# Written exercise
Rescale the stretch from the line that contains "Please locate hillside" through the line that contains "[0,0,100,12]" by writing out those lines again, request included, with every box coordinate in the answers multiplied by 0.9 and rounded to the nearest whole number, halves rounding up.

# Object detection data
———
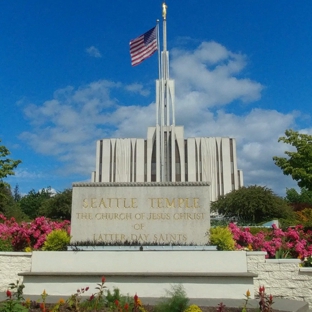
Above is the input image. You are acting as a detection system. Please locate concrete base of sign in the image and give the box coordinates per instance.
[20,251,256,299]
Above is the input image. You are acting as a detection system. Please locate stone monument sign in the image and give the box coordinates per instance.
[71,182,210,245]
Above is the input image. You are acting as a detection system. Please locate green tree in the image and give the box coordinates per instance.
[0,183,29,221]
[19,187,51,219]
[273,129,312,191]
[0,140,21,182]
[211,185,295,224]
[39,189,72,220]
———
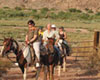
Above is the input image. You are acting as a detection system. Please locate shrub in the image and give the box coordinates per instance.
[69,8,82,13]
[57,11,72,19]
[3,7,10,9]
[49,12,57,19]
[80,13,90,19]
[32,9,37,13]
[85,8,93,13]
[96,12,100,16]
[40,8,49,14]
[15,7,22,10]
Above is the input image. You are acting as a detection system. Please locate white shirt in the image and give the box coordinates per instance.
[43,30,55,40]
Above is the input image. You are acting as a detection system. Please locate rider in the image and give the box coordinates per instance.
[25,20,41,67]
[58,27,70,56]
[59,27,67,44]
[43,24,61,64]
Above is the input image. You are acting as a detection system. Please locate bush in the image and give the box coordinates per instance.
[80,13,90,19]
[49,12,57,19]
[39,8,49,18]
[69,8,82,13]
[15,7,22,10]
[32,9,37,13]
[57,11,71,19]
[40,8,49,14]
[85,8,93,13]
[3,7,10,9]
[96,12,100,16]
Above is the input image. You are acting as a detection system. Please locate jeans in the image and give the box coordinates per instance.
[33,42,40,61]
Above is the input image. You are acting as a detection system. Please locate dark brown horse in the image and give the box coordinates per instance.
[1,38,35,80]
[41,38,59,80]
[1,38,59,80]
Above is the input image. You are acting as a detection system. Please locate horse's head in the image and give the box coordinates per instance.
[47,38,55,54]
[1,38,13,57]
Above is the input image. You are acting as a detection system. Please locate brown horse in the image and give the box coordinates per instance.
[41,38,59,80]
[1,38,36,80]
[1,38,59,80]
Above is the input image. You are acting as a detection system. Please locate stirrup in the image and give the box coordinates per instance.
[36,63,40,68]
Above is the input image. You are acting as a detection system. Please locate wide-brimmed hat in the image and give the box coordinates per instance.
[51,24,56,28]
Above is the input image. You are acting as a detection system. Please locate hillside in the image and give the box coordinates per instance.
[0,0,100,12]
———
# Complete answer
Above is the input image. You are acting as a detection system. Please locate hillside in the image and give the box coordinates per instance.
[0,0,90,11]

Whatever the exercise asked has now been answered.